抜粋
──────────
不安3:英語でのコミュニケーションに問題はないか?
まあ、自分も医療従事者の端くれですので、この点に関してはそれほど心配していませんでした。しかし、移住して間もない、まだ英語に自信のない方は不安に思うかも知れません。カナダの看護師さん方は英語が流暢でない患者の扱いも慣れているでしょうし、それほど難しいことも問われませんから、ある程度日常会話ができればOKだと思います。それに、医療従事者も英語が母国語でない人々が大勢います。なお、全く英語が話せない人は、通訳を同行させて良いようです。手術前、カーテンを隔てて隣からは年配の中国人らしき女性と、その通訳の若い女性の声が聞こえていました。

不安4:剃毛しておいた方がいいのか?または、されるのか?
手術と言えば剃毛…というイメージがあったのですが、事前の問診時に陰部の剃毛に関して看護師から一切の言及はありませんでしたし、手術準備の説明書にも書いてありませんでした。他の手術ではどうなのかわかりませんが、子宮鏡手術に関しては剃毛の必要はなさそうです。むしろ、自分で処理したりすると切り傷を作ったりして、却って感染のリスクを上げることになるようなので、指示されない限り何もしない方がいいと思います。当日の朝にシャワーをしっかり浴びて清潔にしておけばOKです。なお私はワキだけはしっかり剃っておきました。何となく。

不安5:生理中でも手術は受けられるのか?
幸い、私は生理中に手術が重ならないタイミングで受けられたのですが、重なった時のために事前に確認したところ「生理中でも手術はできる」と伝えられました。特にピルなどで生理日をずらす措置を取らなくても良いようです。しかしこれは担当医の方針によるかも知れません。基本的には生理が終わってから排卵日までに手術を行うのが一般的なようです。

不安6:子宮頸管を広げる処置はされるのか?
以前に子宮細胞診を受けた時は、子宮頸管を柔らかくするmisoprostolという膣座薬を処方され、検査前夜に使用しました。しかし今回そういった薬の処方はありませんでした。インターネットで色々調べると、子宮鏡手術の前にはラミナリアという細い棒を子宮頸管に挿入して拡張する処置が取られることがあると知りましたが、私の手術前には一切そういう処置はありませんでした。これは何故なのか全くわからないのですが、その処置がなくても術後それほど苦痛を感じることはありませんでした。

不安7:所持品の管理はどんな感じか?
──────────
作業の指示
抜粋のうち「不安6:子宮頸管を広げる処置はされるのか?」から「じることはありませんでした。」までの部分を、一字も変えずにすべて書き写してください。

以下のデータ
──────────
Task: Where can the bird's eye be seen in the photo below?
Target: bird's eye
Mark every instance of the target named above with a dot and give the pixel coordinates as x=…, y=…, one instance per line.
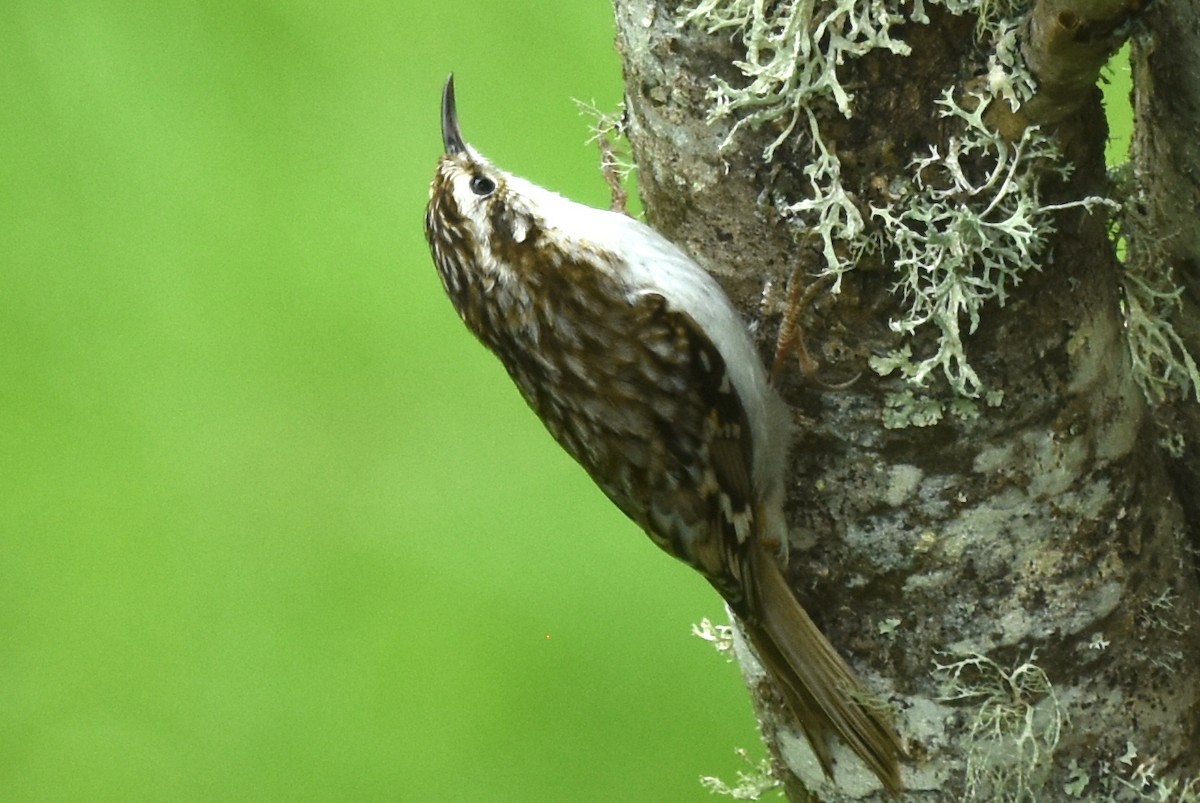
──────────
作業の答え
不安6:子宮頸管を広げる処置はされるのか?
以前に子宮細胞診を受けた時は、子宮頸管を柔らかくするmisoprostolという膣座薬を処方され、検査前夜に使用しました。しかし今回そういった薬の処方はありませんでした。インターネットで色々調べると、子宮鏡手術の前にはラミナリアという細い棒を子宮頸管に挿入して拡張する処置が取られることがあると知りましたが、私の手術前には一切そういう処置はありませんでした。これは何故なのか全くわからないのですが、その処置がなくても術後それほど苦痛を感じることはありませんでした。